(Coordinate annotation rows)
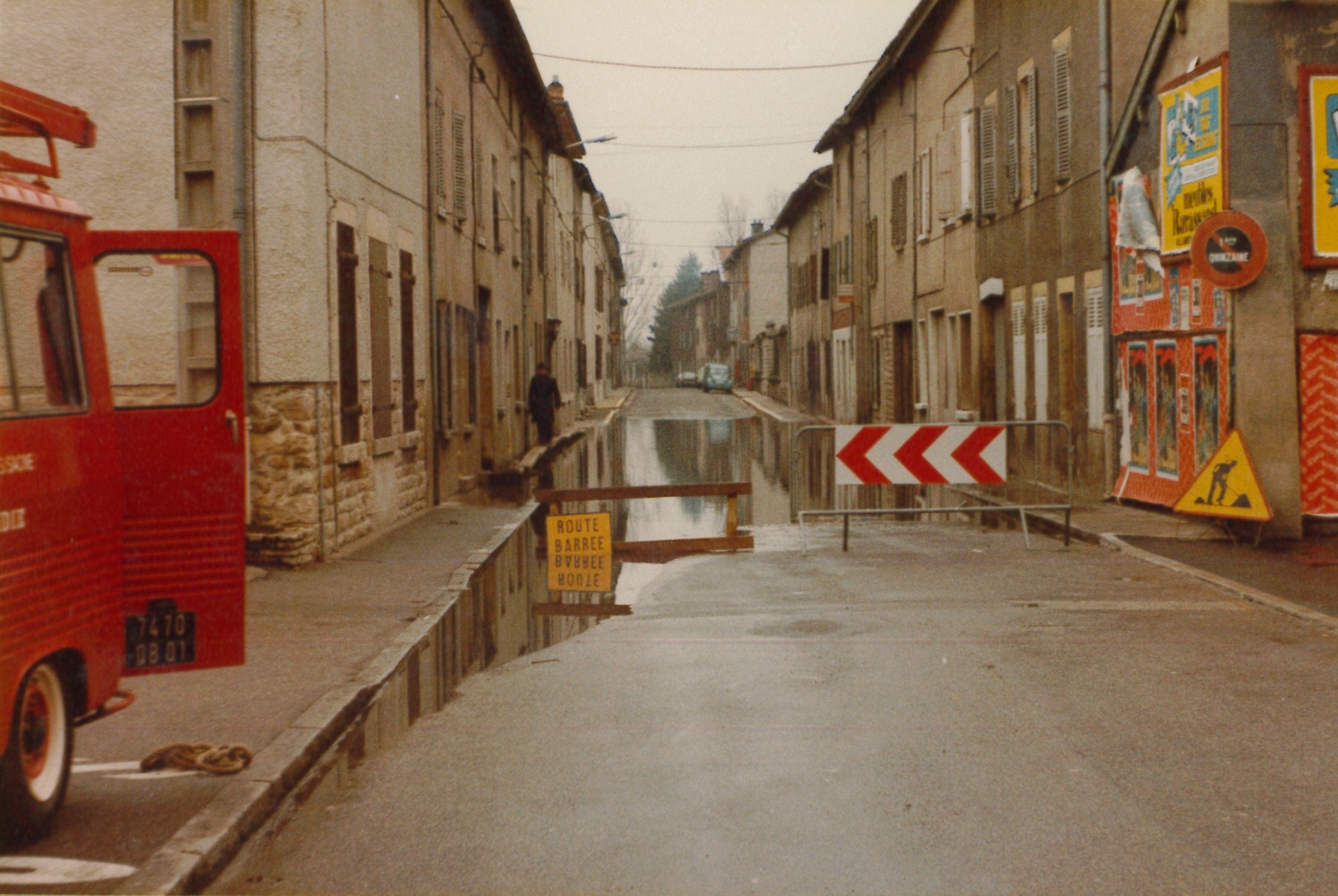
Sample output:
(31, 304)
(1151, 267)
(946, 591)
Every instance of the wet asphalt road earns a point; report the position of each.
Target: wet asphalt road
(937, 712)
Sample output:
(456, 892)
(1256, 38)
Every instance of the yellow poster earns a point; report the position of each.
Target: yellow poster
(1324, 161)
(581, 553)
(1193, 177)
(1228, 487)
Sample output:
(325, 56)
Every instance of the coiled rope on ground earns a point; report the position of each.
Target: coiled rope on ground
(198, 757)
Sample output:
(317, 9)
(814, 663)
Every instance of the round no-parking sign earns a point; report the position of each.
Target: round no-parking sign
(1229, 250)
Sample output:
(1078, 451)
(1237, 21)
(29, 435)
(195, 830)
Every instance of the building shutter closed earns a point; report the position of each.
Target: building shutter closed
(1032, 130)
(1063, 115)
(458, 168)
(1096, 356)
(898, 228)
(1010, 136)
(989, 162)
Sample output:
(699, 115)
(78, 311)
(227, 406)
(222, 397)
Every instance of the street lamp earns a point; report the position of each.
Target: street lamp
(594, 139)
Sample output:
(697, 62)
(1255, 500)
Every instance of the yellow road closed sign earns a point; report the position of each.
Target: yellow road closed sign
(581, 553)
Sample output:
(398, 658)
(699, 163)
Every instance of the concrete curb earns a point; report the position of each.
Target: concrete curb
(338, 732)
(760, 408)
(1235, 588)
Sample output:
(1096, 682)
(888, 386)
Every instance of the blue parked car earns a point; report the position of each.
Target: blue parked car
(716, 376)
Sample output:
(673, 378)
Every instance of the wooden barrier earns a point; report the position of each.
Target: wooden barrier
(665, 550)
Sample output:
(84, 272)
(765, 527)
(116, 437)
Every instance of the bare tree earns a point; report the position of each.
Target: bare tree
(732, 214)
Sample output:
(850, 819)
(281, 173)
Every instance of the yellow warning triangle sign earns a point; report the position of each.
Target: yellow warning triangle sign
(1228, 486)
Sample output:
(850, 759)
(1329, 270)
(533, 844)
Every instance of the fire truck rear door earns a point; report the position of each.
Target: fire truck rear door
(172, 312)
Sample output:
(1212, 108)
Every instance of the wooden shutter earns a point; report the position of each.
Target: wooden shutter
(872, 252)
(458, 169)
(1010, 136)
(351, 404)
(408, 375)
(989, 162)
(1063, 115)
(898, 225)
(965, 163)
(1032, 130)
(439, 156)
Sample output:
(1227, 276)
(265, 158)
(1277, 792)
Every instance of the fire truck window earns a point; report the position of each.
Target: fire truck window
(40, 370)
(161, 315)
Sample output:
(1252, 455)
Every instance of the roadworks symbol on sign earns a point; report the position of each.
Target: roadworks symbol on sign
(1228, 487)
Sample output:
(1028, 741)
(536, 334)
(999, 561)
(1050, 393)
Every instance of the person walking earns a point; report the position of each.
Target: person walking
(545, 402)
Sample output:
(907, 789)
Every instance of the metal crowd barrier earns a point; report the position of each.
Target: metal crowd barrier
(1001, 500)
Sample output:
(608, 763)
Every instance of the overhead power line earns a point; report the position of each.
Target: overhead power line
(707, 69)
(711, 146)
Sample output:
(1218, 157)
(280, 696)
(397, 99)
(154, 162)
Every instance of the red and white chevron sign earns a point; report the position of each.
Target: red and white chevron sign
(921, 455)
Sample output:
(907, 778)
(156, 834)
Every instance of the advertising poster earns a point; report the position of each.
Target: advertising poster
(1168, 450)
(1139, 449)
(1320, 166)
(1193, 175)
(1206, 400)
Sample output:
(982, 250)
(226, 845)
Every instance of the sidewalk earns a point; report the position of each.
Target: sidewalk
(1297, 578)
(772, 408)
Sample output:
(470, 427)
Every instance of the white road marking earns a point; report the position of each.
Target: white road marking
(154, 776)
(43, 871)
(103, 766)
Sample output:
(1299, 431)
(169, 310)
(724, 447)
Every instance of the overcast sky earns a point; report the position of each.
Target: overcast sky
(672, 197)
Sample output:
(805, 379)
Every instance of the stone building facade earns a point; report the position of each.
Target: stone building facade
(390, 168)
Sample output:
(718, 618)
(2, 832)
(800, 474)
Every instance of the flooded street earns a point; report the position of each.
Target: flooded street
(682, 437)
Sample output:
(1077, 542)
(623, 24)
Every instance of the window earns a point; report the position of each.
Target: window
(925, 177)
(408, 376)
(468, 349)
(160, 312)
(898, 224)
(496, 209)
(40, 364)
(458, 168)
(350, 400)
(872, 252)
(988, 162)
(1010, 136)
(943, 151)
(1041, 351)
(965, 359)
(379, 296)
(1063, 112)
(1096, 353)
(445, 370)
(1028, 161)
(481, 229)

— Problem description —
Select every line in the rows above that contains the string "chevron", matching case exactly.

— Response to this exercise —
Every instance of the red and white chevron sign earns a point; report the position of each.
Target: red and white chevron sign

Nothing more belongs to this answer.